* **Exercise tasks**:
1. In one to three sentences, state why the Roy Milne biography says he left Celtic after joining the club in November 1940.
2. Collect every line of the rows that contains the string "mustache", treating case as significant.

* **Excerpted passage**:

* * * *

Roy Milne

Personal information
- Full name: Robert Milne
- Date of birth: April 27, 1921
- Place of birth: Camelon, Scotland
- Date of death: June 29, 1998 (aged 77)
- Place of death: Stockport, England
- Position(s): Defender

Youth career
- 1940: Dunipace Thistle
- 1940: Polkemmet Juniors

Senior career*
- Years: Team / Apps / (Gls)
- 1940–1952: Celtic / 108
- 1952–1955: New York Americans
- 1955–: Danish-Americans
- McIlvaine Canvasbacks

International career
- 1953: United States / 1 / (0)

Managerial career
- 1957: United Scots

= Roy Milne =

American soccer player (1921–1998)

Robert "Roy" Milne (April 27, 1921 – June 29, 1998) was a soccer player who played as a defender. Born in England, he earned one cap for the United States national team.

==Player==

===Club===
Milne began his career with Dunipace Thistle. In August 1940, he moved to Polkemmet Juniors. In November 1940, new Celtic manager Jimmy McStay made Milne his first signing as manager. He left the team to serve in the RAF during World War II. He returned to Celtic after the war and played for them until being released in May 1952. Milne made 108 Scottish Football League appearances for Celtic. He then moved to the United States where he signed with the New York Americans of the American Soccer League. In 1954, the Americans won the 1954 National Challenge Cup. In 1955, he and his wife moved to California, where he played for the Los Angeles Danish-Americans. By the late 1950s, Milne was with the amateur McIlvaine Canvasbacks of the Los Angeles League. In 1959, Milne and his teammates won the 1959 National Challenge Cup. In 1973, he and his wife owned and operated a hotel in Alva, Clackmannanshire.

* * * *

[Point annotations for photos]
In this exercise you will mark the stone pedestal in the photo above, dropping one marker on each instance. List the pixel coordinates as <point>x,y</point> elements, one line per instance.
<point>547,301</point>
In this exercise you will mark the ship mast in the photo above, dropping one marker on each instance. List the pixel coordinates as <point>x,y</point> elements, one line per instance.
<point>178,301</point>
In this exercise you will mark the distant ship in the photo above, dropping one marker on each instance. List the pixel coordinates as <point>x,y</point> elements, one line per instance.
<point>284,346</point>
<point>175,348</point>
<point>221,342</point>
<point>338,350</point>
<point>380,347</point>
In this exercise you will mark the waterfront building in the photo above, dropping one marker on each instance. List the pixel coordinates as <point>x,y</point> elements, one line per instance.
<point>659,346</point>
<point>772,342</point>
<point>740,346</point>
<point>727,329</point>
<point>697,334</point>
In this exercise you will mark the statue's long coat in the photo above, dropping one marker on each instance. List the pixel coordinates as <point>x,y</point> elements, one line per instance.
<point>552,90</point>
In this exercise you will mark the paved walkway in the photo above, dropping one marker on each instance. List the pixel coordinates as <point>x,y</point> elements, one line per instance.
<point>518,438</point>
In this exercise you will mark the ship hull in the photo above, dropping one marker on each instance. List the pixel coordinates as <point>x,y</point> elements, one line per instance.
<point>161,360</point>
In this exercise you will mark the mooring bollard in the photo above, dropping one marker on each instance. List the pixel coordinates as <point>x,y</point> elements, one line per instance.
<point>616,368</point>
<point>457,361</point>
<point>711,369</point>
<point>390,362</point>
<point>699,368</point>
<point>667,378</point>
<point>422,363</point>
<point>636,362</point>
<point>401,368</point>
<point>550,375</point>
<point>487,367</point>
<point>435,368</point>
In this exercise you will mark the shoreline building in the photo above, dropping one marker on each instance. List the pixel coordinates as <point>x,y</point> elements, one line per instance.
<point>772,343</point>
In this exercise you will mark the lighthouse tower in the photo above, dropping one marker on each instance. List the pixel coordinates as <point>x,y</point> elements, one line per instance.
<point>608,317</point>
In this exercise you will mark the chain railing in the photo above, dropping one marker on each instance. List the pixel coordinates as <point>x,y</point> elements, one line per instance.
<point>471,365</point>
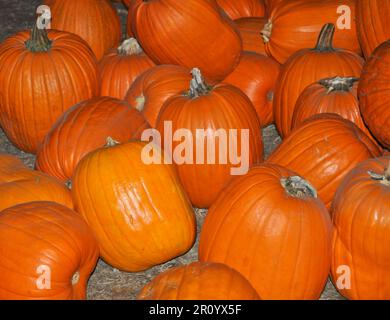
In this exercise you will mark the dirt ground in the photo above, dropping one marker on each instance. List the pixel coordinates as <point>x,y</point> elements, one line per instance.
<point>107,282</point>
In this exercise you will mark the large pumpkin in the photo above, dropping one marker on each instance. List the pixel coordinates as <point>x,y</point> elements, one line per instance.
<point>361,218</point>
<point>210,116</point>
<point>322,150</point>
<point>271,227</point>
<point>199,281</point>
<point>372,23</point>
<point>374,94</point>
<point>120,67</point>
<point>307,66</point>
<point>155,86</point>
<point>138,211</point>
<point>47,252</point>
<point>84,128</point>
<point>42,75</point>
<point>256,76</point>
<point>295,25</point>
<point>97,22</point>
<point>191,33</point>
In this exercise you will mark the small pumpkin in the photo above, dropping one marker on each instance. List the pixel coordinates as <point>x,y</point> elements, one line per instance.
<point>51,255</point>
<point>270,226</point>
<point>119,68</point>
<point>199,281</point>
<point>361,219</point>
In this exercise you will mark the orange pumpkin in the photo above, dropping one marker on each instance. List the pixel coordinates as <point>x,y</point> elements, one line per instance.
<point>270,226</point>
<point>322,150</point>
<point>201,37</point>
<point>51,255</point>
<point>97,22</point>
<point>41,76</point>
<point>215,111</point>
<point>361,218</point>
<point>155,86</point>
<point>119,68</point>
<point>307,66</point>
<point>199,281</point>
<point>256,76</point>
<point>84,128</point>
<point>139,212</point>
<point>294,25</point>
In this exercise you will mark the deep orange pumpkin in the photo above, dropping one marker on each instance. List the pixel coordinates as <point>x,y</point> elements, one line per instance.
<point>139,212</point>
<point>270,226</point>
<point>120,67</point>
<point>97,22</point>
<point>199,281</point>
<point>307,66</point>
<point>322,150</point>
<point>294,25</point>
<point>51,255</point>
<point>41,76</point>
<point>191,33</point>
<point>361,218</point>
<point>256,76</point>
<point>84,128</point>
<point>212,109</point>
<point>155,86</point>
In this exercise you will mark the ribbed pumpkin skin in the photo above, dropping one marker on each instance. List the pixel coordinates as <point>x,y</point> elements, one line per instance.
<point>374,94</point>
<point>224,107</point>
<point>361,219</point>
<point>201,37</point>
<point>84,128</point>
<point>372,24</point>
<point>155,86</point>
<point>249,29</point>
<point>296,24</point>
<point>38,87</point>
<point>45,234</point>
<point>139,213</point>
<point>256,76</point>
<point>243,8</point>
<point>322,150</point>
<point>199,281</point>
<point>97,22</point>
<point>280,243</point>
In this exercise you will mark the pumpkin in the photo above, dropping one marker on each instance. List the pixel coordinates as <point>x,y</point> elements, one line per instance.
<point>201,37</point>
<point>374,94</point>
<point>42,74</point>
<point>209,114</point>
<point>307,66</point>
<point>296,24</point>
<point>84,128</point>
<point>51,255</point>
<point>119,68</point>
<point>322,150</point>
<point>361,219</point>
<point>241,9</point>
<point>270,226</point>
<point>256,76</point>
<point>199,281</point>
<point>249,29</point>
<point>371,22</point>
<point>155,86</point>
<point>138,211</point>
<point>97,22</point>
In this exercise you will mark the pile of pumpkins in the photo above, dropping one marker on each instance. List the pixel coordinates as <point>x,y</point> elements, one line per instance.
<point>81,100</point>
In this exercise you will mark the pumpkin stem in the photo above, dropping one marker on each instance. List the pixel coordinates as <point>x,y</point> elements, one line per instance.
<point>325,39</point>
<point>338,83</point>
<point>298,187</point>
<point>198,86</point>
<point>129,47</point>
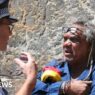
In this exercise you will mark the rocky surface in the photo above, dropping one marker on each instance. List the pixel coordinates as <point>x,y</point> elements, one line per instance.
<point>39,31</point>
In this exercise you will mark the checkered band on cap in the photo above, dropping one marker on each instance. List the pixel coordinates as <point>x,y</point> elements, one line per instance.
<point>4,12</point>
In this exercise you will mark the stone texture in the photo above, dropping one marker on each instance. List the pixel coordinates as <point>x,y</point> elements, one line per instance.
<point>39,31</point>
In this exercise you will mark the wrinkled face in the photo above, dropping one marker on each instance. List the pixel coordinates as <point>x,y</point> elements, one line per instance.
<point>75,46</point>
<point>5,32</point>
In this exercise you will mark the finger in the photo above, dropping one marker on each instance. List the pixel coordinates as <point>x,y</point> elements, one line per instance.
<point>19,62</point>
<point>87,82</point>
<point>30,57</point>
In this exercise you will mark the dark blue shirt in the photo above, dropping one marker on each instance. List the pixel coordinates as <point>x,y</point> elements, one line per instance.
<point>42,88</point>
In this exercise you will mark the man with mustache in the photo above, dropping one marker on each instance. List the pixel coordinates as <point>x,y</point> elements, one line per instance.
<point>6,26</point>
<point>74,74</point>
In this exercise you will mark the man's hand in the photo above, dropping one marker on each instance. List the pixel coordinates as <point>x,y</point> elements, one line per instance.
<point>29,68</point>
<point>78,87</point>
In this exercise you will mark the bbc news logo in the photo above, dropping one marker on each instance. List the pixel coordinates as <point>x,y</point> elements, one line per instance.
<point>6,84</point>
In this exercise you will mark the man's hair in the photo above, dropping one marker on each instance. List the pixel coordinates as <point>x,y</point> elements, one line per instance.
<point>89,33</point>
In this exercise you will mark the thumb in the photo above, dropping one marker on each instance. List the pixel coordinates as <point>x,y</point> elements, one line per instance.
<point>19,62</point>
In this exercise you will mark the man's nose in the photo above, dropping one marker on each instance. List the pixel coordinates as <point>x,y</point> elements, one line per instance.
<point>67,42</point>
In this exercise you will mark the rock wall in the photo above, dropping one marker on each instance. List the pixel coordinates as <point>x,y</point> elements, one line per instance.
<point>39,31</point>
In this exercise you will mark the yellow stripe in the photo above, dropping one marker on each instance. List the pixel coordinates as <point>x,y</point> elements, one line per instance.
<point>52,74</point>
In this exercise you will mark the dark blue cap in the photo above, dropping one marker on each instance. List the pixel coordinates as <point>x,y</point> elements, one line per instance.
<point>4,12</point>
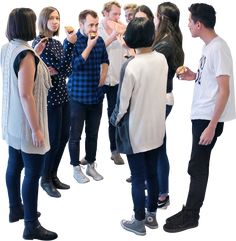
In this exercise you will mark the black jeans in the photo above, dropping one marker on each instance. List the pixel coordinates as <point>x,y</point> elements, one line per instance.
<point>91,116</point>
<point>33,164</point>
<point>143,167</point>
<point>198,167</point>
<point>59,127</point>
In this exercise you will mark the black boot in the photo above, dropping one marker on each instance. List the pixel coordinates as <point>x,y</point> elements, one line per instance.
<point>48,186</point>
<point>58,184</point>
<point>18,213</point>
<point>38,232</point>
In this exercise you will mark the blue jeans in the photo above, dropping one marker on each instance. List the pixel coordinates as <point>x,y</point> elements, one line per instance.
<point>198,167</point>
<point>111,94</point>
<point>91,116</point>
<point>33,164</point>
<point>143,167</point>
<point>59,127</point>
<point>163,166</point>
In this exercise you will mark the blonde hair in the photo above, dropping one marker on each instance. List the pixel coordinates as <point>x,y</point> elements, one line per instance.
<point>130,5</point>
<point>107,6</point>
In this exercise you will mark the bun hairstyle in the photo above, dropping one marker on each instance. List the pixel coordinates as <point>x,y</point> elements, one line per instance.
<point>168,15</point>
<point>140,33</point>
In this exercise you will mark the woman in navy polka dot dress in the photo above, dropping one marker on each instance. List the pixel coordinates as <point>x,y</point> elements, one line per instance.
<point>58,58</point>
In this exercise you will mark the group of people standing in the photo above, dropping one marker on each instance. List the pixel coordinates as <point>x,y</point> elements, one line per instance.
<point>42,112</point>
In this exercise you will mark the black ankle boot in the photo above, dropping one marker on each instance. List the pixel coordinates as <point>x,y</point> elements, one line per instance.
<point>58,184</point>
<point>50,189</point>
<point>38,232</point>
<point>18,213</point>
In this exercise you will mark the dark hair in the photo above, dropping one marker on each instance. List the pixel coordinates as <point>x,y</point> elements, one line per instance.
<point>140,33</point>
<point>83,15</point>
<point>21,24</point>
<point>145,9</point>
<point>43,21</point>
<point>168,15</point>
<point>203,13</point>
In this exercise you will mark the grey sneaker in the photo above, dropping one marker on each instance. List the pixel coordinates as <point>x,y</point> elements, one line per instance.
<point>79,175</point>
<point>91,171</point>
<point>134,226</point>
<point>150,220</point>
<point>83,161</point>
<point>116,157</point>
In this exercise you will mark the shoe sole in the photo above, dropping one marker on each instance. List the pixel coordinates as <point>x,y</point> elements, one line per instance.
<point>101,178</point>
<point>164,206</point>
<point>131,230</point>
<point>82,182</point>
<point>117,162</point>
<point>180,229</point>
<point>151,226</point>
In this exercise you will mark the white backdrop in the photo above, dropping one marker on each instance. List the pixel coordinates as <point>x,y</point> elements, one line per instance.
<point>94,210</point>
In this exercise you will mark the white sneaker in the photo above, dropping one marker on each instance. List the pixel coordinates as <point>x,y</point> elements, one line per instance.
<point>79,175</point>
<point>83,161</point>
<point>91,171</point>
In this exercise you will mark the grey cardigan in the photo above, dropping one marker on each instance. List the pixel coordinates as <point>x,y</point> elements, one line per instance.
<point>15,127</point>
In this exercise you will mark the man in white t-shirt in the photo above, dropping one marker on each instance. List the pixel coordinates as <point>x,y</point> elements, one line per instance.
<point>213,104</point>
<point>110,32</point>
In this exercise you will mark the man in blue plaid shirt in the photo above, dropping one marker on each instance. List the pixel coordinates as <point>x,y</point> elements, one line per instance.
<point>89,70</point>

* * * *

* **Problem solutions**:
1. Milne left Celtic to serve in the RAF during World War II. After the war he returned to Celtic and played there until he was released in May 1952.

2.
In this exercise you will mark the man with mustache in the photo above, dropping one marker on each instance. List the pixel coordinates as <point>x,y</point> elements, one line per instance.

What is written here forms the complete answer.